■ **DIRECTIONS FOR THIS TASK**
Copy the records below verbatim, from the line containing "the grass lawn." up to and including the line containing "Outline every instance of the grass lawn".

..........

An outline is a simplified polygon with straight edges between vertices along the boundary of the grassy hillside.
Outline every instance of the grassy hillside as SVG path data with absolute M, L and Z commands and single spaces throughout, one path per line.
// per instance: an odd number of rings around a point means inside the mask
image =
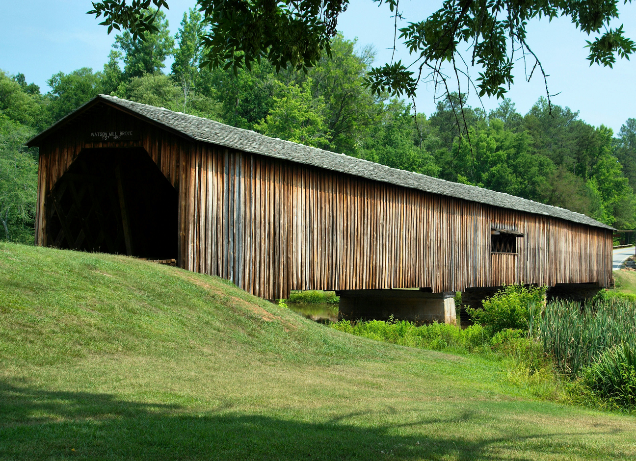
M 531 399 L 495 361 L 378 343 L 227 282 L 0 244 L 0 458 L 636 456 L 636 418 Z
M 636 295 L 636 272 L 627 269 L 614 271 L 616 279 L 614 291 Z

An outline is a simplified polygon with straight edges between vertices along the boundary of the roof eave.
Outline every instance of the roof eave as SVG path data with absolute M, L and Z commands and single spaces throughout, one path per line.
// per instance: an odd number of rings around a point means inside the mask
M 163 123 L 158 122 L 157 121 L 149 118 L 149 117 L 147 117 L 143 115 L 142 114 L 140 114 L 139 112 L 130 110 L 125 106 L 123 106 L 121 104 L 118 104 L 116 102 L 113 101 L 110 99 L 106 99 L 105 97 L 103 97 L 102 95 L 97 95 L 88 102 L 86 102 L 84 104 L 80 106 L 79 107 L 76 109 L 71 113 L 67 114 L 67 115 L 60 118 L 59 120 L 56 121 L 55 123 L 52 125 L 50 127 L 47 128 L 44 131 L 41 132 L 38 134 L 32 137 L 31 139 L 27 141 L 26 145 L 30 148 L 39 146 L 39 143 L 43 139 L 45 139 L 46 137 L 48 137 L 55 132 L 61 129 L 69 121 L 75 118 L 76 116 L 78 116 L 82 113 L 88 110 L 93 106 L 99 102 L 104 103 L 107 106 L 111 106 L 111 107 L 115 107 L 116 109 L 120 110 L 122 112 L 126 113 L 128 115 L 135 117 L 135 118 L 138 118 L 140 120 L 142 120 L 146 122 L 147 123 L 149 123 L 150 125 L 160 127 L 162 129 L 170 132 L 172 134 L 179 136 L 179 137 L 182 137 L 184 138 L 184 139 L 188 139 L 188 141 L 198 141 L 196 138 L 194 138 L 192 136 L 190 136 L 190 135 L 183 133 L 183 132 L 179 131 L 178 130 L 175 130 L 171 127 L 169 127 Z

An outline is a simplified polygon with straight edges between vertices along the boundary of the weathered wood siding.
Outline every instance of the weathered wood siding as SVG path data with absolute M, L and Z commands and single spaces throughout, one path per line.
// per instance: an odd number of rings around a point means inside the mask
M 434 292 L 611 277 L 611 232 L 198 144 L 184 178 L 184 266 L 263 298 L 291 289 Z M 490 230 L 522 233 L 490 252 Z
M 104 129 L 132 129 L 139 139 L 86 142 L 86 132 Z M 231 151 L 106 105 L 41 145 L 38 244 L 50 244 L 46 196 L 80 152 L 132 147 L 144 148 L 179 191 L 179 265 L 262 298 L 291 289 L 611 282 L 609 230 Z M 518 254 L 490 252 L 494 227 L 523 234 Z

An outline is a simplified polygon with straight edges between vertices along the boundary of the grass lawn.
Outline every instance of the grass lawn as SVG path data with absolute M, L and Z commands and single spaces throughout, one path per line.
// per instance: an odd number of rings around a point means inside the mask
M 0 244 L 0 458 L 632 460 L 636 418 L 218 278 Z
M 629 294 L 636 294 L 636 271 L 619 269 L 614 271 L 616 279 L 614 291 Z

..........

■ **ANSWER TO THIS EXERCISE**
An outline is a simplified polygon with straight edges between vertices along the boundary of the grass lawn.
Outline every instance of the grass lawn as SVG path data with absolute M, L and Z commands and single spaces throughout, one path per line.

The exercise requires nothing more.